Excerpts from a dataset
Start of Block

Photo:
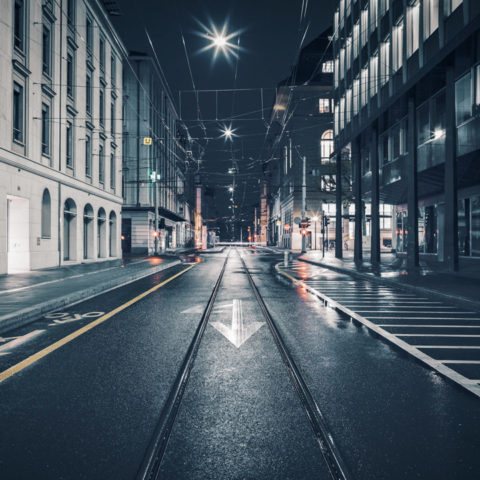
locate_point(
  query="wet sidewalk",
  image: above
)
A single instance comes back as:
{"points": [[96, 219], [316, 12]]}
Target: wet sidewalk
{"points": [[25, 296], [462, 287]]}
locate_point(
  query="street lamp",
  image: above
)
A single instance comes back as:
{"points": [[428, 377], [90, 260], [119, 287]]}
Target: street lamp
{"points": [[315, 220], [228, 132], [220, 40]]}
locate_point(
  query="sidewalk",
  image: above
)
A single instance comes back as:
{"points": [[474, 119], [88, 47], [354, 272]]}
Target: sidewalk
{"points": [[461, 288], [24, 297]]}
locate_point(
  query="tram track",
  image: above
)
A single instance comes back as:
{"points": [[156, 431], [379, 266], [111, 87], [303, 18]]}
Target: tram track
{"points": [[336, 465], [158, 444], [150, 467]]}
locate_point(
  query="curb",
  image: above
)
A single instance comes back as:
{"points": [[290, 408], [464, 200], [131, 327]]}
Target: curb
{"points": [[435, 294], [27, 315]]}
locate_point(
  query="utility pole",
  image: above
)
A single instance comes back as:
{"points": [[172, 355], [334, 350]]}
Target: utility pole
{"points": [[323, 233], [304, 201], [155, 202]]}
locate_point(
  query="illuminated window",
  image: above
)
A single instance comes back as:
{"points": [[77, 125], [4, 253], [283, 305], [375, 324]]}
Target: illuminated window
{"points": [[430, 17], [324, 105], [397, 47], [385, 62], [326, 145], [327, 67], [451, 5], [413, 20]]}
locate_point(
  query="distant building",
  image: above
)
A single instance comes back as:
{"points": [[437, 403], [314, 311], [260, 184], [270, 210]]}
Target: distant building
{"points": [[60, 161], [407, 91], [302, 127], [154, 164]]}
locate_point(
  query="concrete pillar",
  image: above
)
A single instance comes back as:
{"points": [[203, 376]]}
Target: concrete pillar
{"points": [[338, 211], [450, 232], [375, 207], [357, 192], [412, 193]]}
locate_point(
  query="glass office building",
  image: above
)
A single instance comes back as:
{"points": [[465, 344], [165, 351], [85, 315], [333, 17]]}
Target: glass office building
{"points": [[407, 113]]}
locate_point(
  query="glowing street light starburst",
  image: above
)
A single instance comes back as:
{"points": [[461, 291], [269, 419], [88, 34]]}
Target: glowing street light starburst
{"points": [[221, 41], [227, 132]]}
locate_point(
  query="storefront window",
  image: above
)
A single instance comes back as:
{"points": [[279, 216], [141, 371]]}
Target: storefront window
{"points": [[463, 98], [402, 231], [464, 227], [475, 225]]}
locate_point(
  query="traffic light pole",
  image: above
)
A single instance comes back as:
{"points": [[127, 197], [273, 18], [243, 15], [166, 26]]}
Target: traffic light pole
{"points": [[155, 201], [304, 201]]}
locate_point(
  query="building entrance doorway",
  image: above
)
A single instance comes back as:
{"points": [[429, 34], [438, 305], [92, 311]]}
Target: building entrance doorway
{"points": [[18, 234]]}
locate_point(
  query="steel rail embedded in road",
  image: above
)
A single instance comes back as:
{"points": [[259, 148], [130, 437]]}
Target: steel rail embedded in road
{"points": [[328, 447], [150, 466]]}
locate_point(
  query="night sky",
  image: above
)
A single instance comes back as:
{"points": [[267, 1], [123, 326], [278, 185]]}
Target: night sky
{"points": [[270, 34]]}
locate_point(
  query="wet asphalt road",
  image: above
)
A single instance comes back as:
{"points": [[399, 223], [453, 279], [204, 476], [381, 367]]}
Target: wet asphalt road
{"points": [[88, 409]]}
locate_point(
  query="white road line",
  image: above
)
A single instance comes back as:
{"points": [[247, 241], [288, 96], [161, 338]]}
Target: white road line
{"points": [[347, 296], [428, 326], [435, 335], [401, 302], [414, 350], [425, 318], [462, 362], [450, 347], [20, 340], [406, 311], [391, 310]]}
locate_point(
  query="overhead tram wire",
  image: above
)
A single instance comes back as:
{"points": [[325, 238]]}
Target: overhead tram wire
{"points": [[297, 54]]}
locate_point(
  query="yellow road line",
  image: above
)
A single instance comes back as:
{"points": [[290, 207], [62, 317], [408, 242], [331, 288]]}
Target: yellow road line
{"points": [[51, 348]]}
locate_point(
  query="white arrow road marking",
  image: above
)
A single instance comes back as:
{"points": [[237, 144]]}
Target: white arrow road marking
{"points": [[19, 341], [238, 333]]}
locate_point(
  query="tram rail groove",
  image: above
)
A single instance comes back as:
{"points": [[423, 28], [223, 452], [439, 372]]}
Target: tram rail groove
{"points": [[151, 463], [335, 463]]}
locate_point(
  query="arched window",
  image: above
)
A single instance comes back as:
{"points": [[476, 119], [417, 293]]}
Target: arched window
{"points": [[88, 217], [101, 233], [112, 221], [69, 230], [46, 214], [326, 145]]}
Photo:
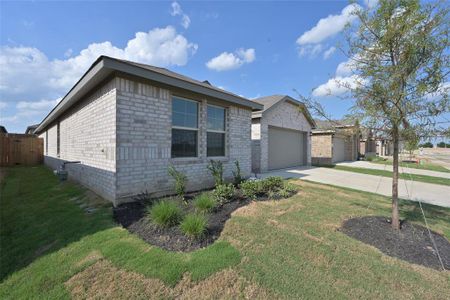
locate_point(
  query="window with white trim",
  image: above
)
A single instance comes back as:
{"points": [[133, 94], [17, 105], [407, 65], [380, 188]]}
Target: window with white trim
{"points": [[184, 128], [215, 136]]}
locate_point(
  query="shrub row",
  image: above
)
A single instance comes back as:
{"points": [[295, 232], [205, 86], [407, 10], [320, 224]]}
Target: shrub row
{"points": [[272, 187], [167, 213]]}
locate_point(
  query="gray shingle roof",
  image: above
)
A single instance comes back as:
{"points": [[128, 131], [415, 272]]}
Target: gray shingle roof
{"points": [[269, 101], [169, 73], [331, 124]]}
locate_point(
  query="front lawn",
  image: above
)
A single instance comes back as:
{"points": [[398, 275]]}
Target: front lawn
{"points": [[54, 245], [384, 173], [424, 166]]}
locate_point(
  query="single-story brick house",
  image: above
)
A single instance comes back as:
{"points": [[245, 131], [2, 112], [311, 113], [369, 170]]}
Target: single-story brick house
{"points": [[30, 129], [367, 143], [334, 141], [281, 134], [126, 122]]}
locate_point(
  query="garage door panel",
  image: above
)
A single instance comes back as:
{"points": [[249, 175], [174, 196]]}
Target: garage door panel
{"points": [[286, 148]]}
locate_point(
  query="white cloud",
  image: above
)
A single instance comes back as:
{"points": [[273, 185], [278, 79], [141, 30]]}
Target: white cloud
{"points": [[29, 73], [371, 3], [310, 42], [328, 53], [336, 86], [26, 73], [344, 68], [29, 112], [37, 105], [230, 61], [177, 11], [310, 50], [329, 26]]}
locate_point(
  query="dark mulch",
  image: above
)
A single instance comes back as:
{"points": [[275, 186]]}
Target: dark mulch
{"points": [[412, 243], [132, 216]]}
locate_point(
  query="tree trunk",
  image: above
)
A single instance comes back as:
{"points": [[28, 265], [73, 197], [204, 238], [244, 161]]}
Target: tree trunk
{"points": [[395, 218]]}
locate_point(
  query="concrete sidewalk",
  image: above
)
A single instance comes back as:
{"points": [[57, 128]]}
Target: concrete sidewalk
{"points": [[369, 165], [425, 192]]}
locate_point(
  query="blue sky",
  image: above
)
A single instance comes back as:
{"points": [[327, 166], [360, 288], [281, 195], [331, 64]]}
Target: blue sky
{"points": [[250, 48]]}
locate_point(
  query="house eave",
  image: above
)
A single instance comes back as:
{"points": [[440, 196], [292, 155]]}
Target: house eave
{"points": [[105, 66]]}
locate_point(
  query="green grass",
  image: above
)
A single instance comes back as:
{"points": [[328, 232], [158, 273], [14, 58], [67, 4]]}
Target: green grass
{"points": [[291, 248], [384, 173], [45, 238], [423, 166]]}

End of Block

= YOUR GOAL =
Output a verbatim copy of the entries and skip the pictures.

= RESPONSE =
Photo:
locate_point(
  query="wet sidewalk",
  image: above
)
A single instance comes back as:
{"points": [[96, 219], [316, 12]]}
Target: wet sidewalk
{"points": [[25, 296], [462, 287]]}
locate_point(
  query="street lamp",
  image: above
)
A single instance comes back as:
{"points": [[428, 377], [90, 260], [119, 287]]}
Target: street lamp
{"points": [[315, 220], [228, 132], [220, 40]]}
locate_point(
  query="sidewalk",
  image: above
)
A single instance comes back as:
{"points": [[474, 119], [88, 47], [354, 272]]}
Target: sidewalk
{"points": [[461, 288], [24, 297]]}
locate_point(
  query="tram track",
  image: above
)
A single instance comes back as:
{"points": [[156, 431], [379, 266], [111, 87], [303, 18]]}
Target: tram track
{"points": [[336, 465], [158, 444], [150, 467]]}
locate_point(
  query="curb",
  image: above
)
A single instance comes back as:
{"points": [[290, 408], [464, 200], [131, 327]]}
Target: curb
{"points": [[435, 294], [27, 315]]}
locate_point(
  query="utility pole",
  image: above
)
A single instance comes back as:
{"points": [[172, 355], [334, 350]]}
Target: utility pole
{"points": [[323, 233], [304, 201], [155, 202]]}
locate_point(
  query="illuminated window",
  image: above
)
A single instance comes back as:
{"points": [[77, 125], [4, 253], [283, 305], [375, 324]]}
Target: illuminated window
{"points": [[430, 17], [324, 105], [397, 47], [385, 62], [326, 145], [327, 67], [451, 5], [413, 20]]}
locate_point(
  query="distant building",
  image: above
)
A single instance comes back as:
{"points": [[437, 403], [314, 311], [260, 184], [270, 210]]}
Target: distant building
{"points": [[60, 161], [407, 91], [302, 127], [154, 164]]}
locate_point(
  query="concrete pillar",
  image: above
)
A single instance comes back as:
{"points": [[203, 376]]}
Target: concrete pillar
{"points": [[338, 211], [450, 232], [375, 207], [357, 192], [412, 193]]}
locate_point(
  query="glass office building",
  image: above
)
A single instance comes back as:
{"points": [[465, 344], [165, 351], [85, 315], [333, 17]]}
Target: glass office building
{"points": [[407, 113]]}
locate_point(
  query="glowing street light starburst",
  image: above
)
A single instance comes back as:
{"points": [[461, 291], [269, 419], [88, 34]]}
Target: glowing street light starburst
{"points": [[221, 41], [227, 132]]}
locate_point(
  query="storefront window",
  image: above
)
A single instance comes back as:
{"points": [[279, 216], [141, 371]]}
Target: storefront window
{"points": [[463, 98], [402, 231], [464, 227], [475, 225]]}
locate_point(
  query="traffic light pole",
  image: above
)
A single instance comes back as:
{"points": [[127, 197], [273, 18], [243, 15], [166, 26]]}
Target: traffic light pole
{"points": [[155, 201], [304, 201]]}
locate_point(
  query="building entrance doorway",
  image: above
)
A single instance comes back as:
{"points": [[429, 34], [438, 305], [92, 311]]}
Target: building entrance doorway
{"points": [[18, 234]]}
locate_point(
  query="steel rail embedded in road",
  image: above
)
A single instance comes back as:
{"points": [[259, 148], [130, 437]]}
Target: steel rail embedded in road
{"points": [[328, 447], [150, 466]]}
locate_point(
  query="night sky",
  image: above
)
A single instance comes back as:
{"points": [[267, 1], [123, 326], [278, 185]]}
Target: night sky
{"points": [[270, 34]]}
locate_point(
  query="wet asphalt road",
  image: above
)
A single instance comes back as:
{"points": [[399, 223], [453, 279], [204, 476], [381, 367]]}
Target: wet asphalt road
{"points": [[88, 409]]}
locate_point(
  query="white road line",
  image: above
)
A single instance comes back as:
{"points": [[247, 241], [288, 96], [161, 338]]}
Target: white road line
{"points": [[347, 296], [428, 326], [435, 335], [401, 302], [414, 350], [425, 318], [462, 362], [450, 347], [20, 340], [406, 311], [391, 310]]}
locate_point(
  query="overhead tram wire",
  image: above
)
A single instance comes back as:
{"points": [[325, 238]]}
Target: overhead tram wire
{"points": [[297, 54]]}
locate_point(
  query="yellow road line",
  image: above
)
A single instance comes back as:
{"points": [[290, 207], [62, 317], [408, 242], [331, 288]]}
Target: yellow road line
{"points": [[51, 348]]}
locate_point(
  query="white arrow road marking",
  image: above
)
A single instance comes back as:
{"points": [[237, 144]]}
Target: white arrow road marking
{"points": [[19, 341], [238, 333]]}
locate_point(
  query="tram rail groove",
  image: above
)
A single instance comes back as:
{"points": [[423, 28], [223, 452], [439, 372]]}
Target: tram rail groove
{"points": [[151, 463], [335, 463]]}
locate_point(
  query="arched window",
  image: above
)
A single instance comes back as:
{"points": [[476, 119], [417, 293]]}
Target: arched window
{"points": [[88, 217], [101, 233], [112, 221], [69, 230], [46, 214], [326, 145]]}
Photo:
locate_point(
  query="window with white trim",
  image: above
)
A single instance comes back as:
{"points": [[133, 94], [17, 105], [407, 65], [380, 188]]}
Target: window with white trim
{"points": [[184, 128], [215, 136]]}
locate_point(
  query="shrub row",
  image: above
)
A single instance comes back as:
{"points": [[295, 232], [205, 86], [407, 10], [320, 224]]}
Target: shrub row
{"points": [[272, 187], [167, 213]]}
locate_point(
  query="gray shingle roof",
  image: above
)
A single instance comes back as:
{"points": [[128, 131], [415, 272]]}
Target: gray shingle roof
{"points": [[269, 101], [169, 73], [331, 124]]}
locate_point(
  query="front lawn",
  image: above
)
A single instance comes back as:
{"points": [[398, 275]]}
Target: front lawn
{"points": [[54, 245], [384, 173], [424, 166]]}
locate_point(
  query="single-story brick house",
  image: above
)
A single instance comes back as:
{"points": [[245, 131], [2, 112], [311, 113], [369, 170]]}
Target: single-story brick house
{"points": [[30, 129], [367, 143], [334, 141], [281, 134], [126, 122]]}
locate_point(
  query="garage door panel",
  image: above
)
A single instance comes back as:
{"points": [[249, 175], [174, 196]]}
Target: garage door panel
{"points": [[286, 148]]}
locate_point(
  query="white cloud",
  image: above
)
A single instance comes back as:
{"points": [[273, 185], [278, 79], [141, 30]]}
Target: white cloud
{"points": [[29, 73], [371, 3], [310, 42], [328, 53], [336, 86], [26, 73], [344, 68], [29, 112], [37, 105], [230, 61], [177, 11], [310, 50], [329, 26]]}
locate_point(
  query="dark mulch",
  image: above
)
A single instance comes back as:
{"points": [[275, 186]]}
Target: dark mulch
{"points": [[412, 243], [132, 216]]}
locate_point(
  query="tree trunk",
  image: above
)
A single instance comes back as:
{"points": [[28, 265], [73, 197], [204, 238], [244, 161]]}
Target: tree trunk
{"points": [[395, 218]]}
locate_point(
  query="concrete sidewalk",
  image: above
)
A single instance comes back as:
{"points": [[57, 128]]}
Target: concrete sidewalk
{"points": [[369, 165], [425, 192]]}
locate_point(
  query="blue sky",
  image: above
)
A single instance comes back as:
{"points": [[327, 166], [360, 288], [281, 195], [331, 64]]}
Target: blue sky
{"points": [[250, 48]]}
locate_point(
  query="house eave",
  image: above
)
A single instance comes back as:
{"points": [[440, 196], [292, 155]]}
Target: house eave
{"points": [[105, 66]]}
locate_point(
  query="green grass",
  image: above
)
A single instance comes back as:
{"points": [[328, 232], [158, 273], [14, 58], [67, 4]]}
Target: green grass
{"points": [[291, 248], [384, 173], [45, 238], [423, 166]]}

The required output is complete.